**SET PROBLEM:**
Count the lines in the records below that contain the string "dress", where case counts, and give only that number.
+===+
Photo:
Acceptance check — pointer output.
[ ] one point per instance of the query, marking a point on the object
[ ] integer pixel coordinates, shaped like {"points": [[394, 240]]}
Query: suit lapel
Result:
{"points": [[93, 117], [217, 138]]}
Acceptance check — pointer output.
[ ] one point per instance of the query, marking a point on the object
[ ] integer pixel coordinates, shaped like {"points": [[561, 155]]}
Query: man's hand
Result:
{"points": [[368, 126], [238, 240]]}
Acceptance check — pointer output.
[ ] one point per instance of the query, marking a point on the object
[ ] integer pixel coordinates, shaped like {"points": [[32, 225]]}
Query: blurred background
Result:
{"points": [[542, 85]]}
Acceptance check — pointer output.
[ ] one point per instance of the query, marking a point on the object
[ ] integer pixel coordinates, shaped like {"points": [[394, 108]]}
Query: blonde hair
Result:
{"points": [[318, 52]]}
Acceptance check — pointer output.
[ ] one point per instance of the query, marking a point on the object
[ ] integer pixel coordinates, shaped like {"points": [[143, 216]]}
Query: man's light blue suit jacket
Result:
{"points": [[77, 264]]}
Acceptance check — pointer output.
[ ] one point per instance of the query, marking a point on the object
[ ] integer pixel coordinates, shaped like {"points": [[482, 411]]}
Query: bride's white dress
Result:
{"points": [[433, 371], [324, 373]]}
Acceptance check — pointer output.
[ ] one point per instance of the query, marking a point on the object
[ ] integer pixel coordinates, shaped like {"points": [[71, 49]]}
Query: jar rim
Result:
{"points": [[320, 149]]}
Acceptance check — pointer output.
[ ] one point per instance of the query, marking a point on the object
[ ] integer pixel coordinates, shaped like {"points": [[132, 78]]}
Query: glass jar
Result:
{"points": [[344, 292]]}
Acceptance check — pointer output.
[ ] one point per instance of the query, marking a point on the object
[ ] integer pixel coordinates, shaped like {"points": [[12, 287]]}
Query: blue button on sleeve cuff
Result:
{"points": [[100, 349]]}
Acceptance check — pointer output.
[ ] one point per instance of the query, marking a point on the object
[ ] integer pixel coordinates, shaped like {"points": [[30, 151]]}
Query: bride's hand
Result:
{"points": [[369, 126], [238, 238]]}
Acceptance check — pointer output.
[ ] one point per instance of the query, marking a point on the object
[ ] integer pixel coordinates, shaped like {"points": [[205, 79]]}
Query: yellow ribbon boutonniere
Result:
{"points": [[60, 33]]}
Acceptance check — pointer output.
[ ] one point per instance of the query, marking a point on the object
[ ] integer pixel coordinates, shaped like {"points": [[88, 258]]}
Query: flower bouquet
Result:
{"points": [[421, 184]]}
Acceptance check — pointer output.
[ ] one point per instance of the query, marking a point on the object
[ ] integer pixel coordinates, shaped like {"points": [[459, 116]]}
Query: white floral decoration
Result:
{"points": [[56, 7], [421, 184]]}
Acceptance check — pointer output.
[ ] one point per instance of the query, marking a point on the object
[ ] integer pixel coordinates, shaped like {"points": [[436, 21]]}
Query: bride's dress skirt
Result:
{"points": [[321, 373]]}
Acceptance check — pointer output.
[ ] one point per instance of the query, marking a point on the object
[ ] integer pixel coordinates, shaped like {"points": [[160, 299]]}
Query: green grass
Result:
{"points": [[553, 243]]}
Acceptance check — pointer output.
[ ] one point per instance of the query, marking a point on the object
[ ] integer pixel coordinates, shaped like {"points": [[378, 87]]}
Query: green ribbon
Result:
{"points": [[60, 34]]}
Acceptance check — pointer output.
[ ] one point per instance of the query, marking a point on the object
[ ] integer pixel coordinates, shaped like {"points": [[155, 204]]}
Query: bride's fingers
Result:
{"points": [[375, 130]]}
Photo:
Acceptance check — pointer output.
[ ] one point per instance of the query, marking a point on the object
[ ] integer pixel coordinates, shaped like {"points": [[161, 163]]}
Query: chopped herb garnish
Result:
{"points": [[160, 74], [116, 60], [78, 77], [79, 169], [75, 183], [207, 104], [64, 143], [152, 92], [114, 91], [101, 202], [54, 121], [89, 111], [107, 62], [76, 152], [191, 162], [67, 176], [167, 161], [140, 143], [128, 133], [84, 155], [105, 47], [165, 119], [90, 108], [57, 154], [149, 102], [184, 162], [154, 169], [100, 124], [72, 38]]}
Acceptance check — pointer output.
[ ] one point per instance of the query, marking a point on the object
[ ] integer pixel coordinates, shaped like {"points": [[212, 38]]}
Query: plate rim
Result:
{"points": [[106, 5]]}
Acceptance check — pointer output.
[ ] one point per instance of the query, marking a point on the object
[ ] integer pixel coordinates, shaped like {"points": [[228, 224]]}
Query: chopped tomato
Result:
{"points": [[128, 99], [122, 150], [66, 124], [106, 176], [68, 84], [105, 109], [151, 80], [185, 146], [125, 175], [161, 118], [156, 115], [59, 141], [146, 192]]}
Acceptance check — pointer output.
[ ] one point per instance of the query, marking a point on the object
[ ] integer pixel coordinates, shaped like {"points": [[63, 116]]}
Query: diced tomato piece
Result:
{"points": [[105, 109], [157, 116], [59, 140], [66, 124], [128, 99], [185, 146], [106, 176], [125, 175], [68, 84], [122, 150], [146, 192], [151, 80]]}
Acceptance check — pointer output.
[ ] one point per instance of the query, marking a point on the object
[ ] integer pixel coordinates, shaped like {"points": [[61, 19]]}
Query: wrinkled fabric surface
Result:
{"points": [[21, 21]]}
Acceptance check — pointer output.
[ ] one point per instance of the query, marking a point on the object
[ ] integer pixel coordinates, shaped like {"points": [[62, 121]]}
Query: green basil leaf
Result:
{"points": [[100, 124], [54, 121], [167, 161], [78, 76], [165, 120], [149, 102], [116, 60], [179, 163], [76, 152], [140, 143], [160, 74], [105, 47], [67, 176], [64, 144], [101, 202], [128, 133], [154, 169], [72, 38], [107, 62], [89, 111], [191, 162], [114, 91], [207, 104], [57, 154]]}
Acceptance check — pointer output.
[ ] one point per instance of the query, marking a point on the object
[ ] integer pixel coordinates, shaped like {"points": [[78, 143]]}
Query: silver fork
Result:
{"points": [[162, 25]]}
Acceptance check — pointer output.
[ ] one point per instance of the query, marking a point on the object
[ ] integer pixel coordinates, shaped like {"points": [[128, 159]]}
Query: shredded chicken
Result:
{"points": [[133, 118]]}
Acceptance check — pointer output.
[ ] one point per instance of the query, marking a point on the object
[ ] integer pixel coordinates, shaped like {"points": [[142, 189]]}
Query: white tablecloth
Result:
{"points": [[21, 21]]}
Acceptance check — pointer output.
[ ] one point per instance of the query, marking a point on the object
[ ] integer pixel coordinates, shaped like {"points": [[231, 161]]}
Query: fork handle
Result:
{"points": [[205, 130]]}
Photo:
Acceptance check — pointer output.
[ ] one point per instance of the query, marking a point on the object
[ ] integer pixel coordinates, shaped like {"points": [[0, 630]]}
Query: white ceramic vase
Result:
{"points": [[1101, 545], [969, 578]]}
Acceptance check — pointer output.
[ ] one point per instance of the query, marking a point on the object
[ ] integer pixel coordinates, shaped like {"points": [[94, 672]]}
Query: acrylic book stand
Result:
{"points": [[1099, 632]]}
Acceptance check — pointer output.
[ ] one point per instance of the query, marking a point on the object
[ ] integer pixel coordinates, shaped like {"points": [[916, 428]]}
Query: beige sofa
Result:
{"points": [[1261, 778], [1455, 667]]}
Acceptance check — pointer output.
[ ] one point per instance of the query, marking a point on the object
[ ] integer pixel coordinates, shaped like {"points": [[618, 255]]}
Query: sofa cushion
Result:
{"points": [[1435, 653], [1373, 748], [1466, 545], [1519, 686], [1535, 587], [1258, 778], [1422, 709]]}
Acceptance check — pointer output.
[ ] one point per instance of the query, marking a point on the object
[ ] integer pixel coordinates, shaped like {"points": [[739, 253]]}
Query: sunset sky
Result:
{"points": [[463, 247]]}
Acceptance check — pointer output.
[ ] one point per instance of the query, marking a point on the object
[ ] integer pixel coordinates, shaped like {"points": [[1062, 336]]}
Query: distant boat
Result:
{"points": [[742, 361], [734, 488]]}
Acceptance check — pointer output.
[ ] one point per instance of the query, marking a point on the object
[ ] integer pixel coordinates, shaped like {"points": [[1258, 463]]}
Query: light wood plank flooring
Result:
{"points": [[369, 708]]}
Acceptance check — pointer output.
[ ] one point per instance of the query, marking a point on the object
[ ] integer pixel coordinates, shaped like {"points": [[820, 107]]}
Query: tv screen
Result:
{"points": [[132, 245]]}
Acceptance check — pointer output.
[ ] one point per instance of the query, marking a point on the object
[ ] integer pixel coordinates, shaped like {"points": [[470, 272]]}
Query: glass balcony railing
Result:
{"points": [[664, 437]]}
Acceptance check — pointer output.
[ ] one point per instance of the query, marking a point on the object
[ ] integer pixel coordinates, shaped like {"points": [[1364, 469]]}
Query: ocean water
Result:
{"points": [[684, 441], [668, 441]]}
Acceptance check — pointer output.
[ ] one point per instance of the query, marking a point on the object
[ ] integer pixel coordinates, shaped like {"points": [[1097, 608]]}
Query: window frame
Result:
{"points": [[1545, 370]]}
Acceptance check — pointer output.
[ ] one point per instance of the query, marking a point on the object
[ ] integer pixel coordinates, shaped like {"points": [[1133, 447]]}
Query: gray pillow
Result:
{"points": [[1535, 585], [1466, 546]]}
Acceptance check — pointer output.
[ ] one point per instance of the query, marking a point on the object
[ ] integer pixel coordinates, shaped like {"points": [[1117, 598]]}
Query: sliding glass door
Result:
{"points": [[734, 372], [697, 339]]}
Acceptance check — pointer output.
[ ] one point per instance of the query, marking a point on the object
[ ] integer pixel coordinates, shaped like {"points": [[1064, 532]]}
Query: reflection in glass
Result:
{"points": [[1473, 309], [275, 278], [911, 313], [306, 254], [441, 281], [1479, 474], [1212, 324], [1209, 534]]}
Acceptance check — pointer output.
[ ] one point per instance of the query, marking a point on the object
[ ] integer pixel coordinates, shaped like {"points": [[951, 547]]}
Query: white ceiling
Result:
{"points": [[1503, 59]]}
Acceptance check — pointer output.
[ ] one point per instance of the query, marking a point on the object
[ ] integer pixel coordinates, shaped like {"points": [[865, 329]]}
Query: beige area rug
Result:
+===+
**TASK ANSWER:**
2